- [Exercise prompt]
Reproduce everything from the line containing "Pick out each instance of the outstretched" down to the end of the items, request included, adding 25 to every coordinate in the answers. Leave the pictures out of your reply.

(Point annotations for the photos)
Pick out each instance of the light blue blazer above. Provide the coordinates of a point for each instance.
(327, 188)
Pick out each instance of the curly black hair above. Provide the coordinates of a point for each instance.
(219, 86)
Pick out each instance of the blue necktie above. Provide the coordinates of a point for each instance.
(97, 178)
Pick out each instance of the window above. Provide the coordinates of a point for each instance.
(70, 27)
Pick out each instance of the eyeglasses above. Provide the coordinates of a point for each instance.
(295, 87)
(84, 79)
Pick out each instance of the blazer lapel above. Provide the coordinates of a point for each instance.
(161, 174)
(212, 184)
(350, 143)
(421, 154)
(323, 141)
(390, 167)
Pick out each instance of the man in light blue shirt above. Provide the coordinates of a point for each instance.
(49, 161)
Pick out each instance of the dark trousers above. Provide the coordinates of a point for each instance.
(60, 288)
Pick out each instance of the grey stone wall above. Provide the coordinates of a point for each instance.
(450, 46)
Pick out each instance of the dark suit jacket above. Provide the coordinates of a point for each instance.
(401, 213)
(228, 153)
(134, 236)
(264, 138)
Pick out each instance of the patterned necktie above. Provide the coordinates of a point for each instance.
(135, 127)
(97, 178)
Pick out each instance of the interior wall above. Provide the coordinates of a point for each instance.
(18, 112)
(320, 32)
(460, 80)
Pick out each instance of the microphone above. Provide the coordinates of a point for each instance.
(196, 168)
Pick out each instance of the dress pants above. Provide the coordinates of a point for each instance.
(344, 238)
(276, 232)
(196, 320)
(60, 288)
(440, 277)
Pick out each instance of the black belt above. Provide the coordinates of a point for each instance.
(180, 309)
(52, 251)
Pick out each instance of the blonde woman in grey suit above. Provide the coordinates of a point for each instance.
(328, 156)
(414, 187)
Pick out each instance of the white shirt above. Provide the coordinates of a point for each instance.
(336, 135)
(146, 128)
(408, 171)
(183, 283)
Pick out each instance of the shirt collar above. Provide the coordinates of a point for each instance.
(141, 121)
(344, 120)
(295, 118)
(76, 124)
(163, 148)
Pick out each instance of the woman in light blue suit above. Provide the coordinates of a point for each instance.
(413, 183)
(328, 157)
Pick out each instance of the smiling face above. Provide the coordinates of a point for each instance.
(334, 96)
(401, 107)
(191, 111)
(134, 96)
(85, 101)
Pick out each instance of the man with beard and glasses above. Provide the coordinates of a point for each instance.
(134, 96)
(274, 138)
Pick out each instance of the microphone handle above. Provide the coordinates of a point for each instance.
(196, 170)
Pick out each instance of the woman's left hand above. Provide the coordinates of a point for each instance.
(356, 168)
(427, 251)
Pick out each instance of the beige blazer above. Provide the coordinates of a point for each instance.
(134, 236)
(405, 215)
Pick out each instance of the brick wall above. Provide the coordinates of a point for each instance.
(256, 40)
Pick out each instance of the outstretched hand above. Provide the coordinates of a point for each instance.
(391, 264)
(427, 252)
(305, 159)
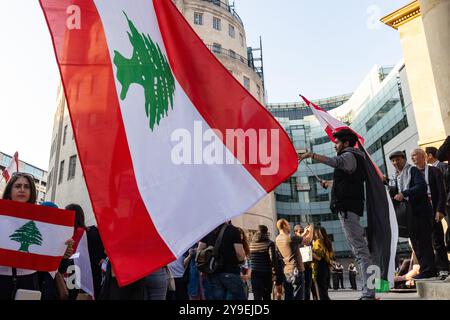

- [Finished task]
Pick out each instance of the outstretched hand above. Provide the coordinates of a point for each instance.
(416, 289)
(452, 277)
(330, 184)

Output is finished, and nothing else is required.